▶ [Instructions for the task]: Each line of the data below that holds the word "above" is to be reported in full.

▶ [Data records]:
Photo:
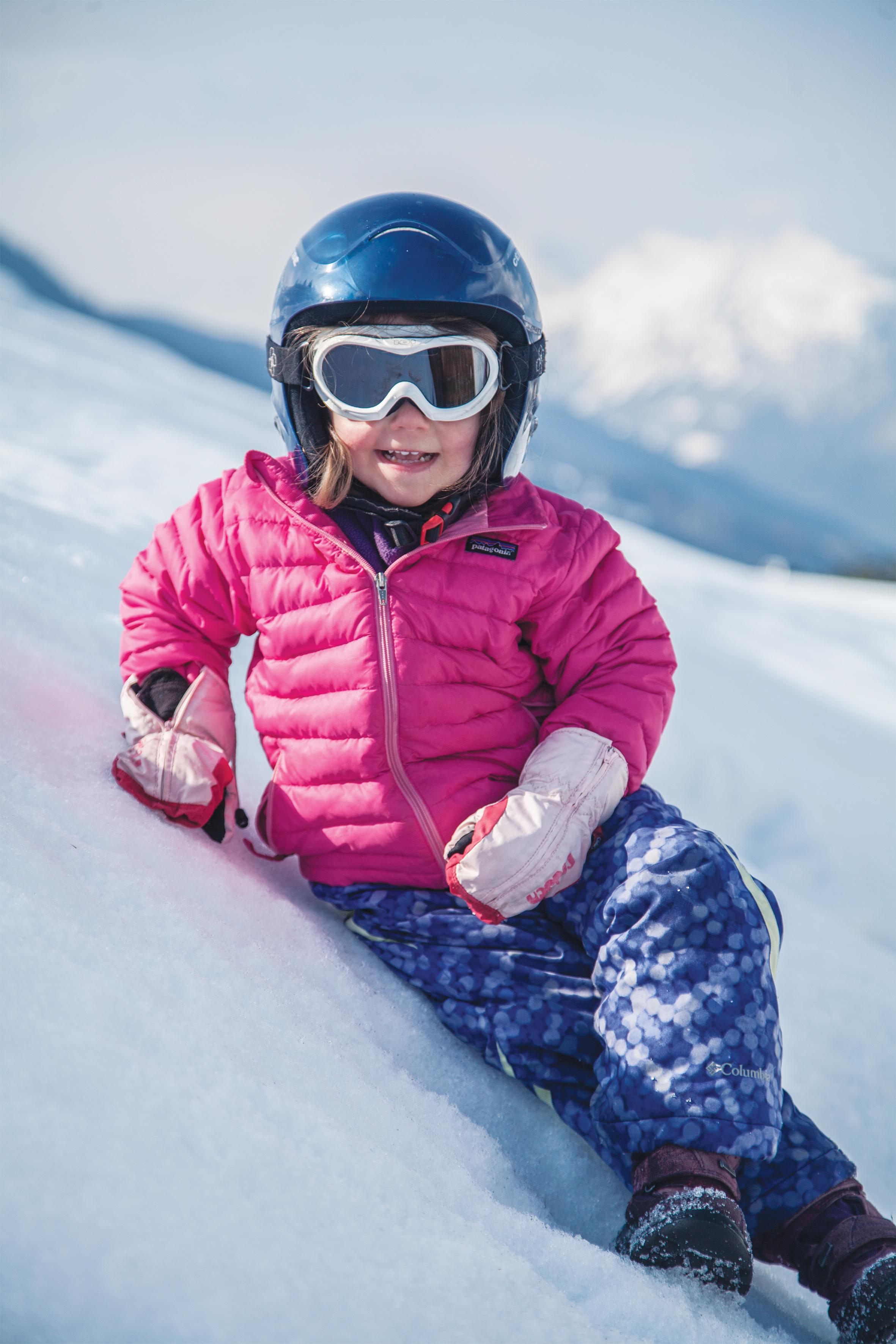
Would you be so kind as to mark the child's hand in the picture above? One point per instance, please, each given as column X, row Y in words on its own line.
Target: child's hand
column 533, row 843
column 183, row 767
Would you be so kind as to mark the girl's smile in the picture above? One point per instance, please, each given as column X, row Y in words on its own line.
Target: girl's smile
column 406, row 457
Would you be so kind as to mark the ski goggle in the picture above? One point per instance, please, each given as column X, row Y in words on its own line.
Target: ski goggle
column 363, row 373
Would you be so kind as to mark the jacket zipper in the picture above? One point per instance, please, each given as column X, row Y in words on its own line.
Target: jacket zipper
column 390, row 698
column 386, row 650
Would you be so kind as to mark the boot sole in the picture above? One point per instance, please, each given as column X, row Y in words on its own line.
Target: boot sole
column 704, row 1244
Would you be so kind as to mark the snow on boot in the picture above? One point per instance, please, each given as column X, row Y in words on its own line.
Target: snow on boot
column 844, row 1250
column 684, row 1214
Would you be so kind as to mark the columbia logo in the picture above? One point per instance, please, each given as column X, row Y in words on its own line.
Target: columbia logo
column 764, row 1076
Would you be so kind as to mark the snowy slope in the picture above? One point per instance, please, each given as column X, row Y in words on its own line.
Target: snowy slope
column 718, row 510
column 225, row 1120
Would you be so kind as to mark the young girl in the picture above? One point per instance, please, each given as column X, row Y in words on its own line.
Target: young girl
column 460, row 683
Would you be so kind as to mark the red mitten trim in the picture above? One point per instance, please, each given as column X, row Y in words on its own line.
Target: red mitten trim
column 484, row 827
column 193, row 815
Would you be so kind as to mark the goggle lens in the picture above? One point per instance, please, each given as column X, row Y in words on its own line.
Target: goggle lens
column 363, row 376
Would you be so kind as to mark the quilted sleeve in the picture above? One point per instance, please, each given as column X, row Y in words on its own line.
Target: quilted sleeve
column 184, row 601
column 604, row 646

▶ [Expected answer]:
Would you be so kind as to mark the child's hand in the picture above? One point per instance, please, each given as column X, row Y in words on its own line.
Would you be so kind as to mark the girl's smile in the picture above? One point per instance, please, each given as column X, row Y in words on its own line.
Would you be so kind as to mark the ski goggle in the picture above? One point per instance, please, each given as column X, row Y in words on its own line.
Would you be so kind as to mark the jacket zipper in the picture above? One point per instance, please, each given as column X, row Y in words on its own line.
Would you be so kind as to mark the boot sole in the picture above? One point per instance, please, each given as column X, row Y in words on its own line.
Would you be so kind as to mark the snow on boot in the picture above? One point per instance, please, each given as column X, row Y in words on its own line.
Would you be so kind as to mark the columbia logo in the picture above? One point per instance, please, each given as column X, row Y in words on its own line.
Would you be so kind as to mark the snowy slope in the picture above? One point per instance, please, each given as column X, row Y in words on its own line.
Would you be so kind as to mark the young girl in the picture above? One point per instance, please, each given as column X, row Y in words on its own line.
Would you be so kind as to mark the red mitten trim in the picture above? One point per instance, please, each given as column X, row Y in words on its own line.
Would you be so kind as to mark the goggle lens in the picture above? One point per instance, please, each given as column X, row Y in words on its own line.
Would you be so kind as to mark the quilted sleeve in the picture above? One point per instance, please, each given as column X, row Y in words on its own line.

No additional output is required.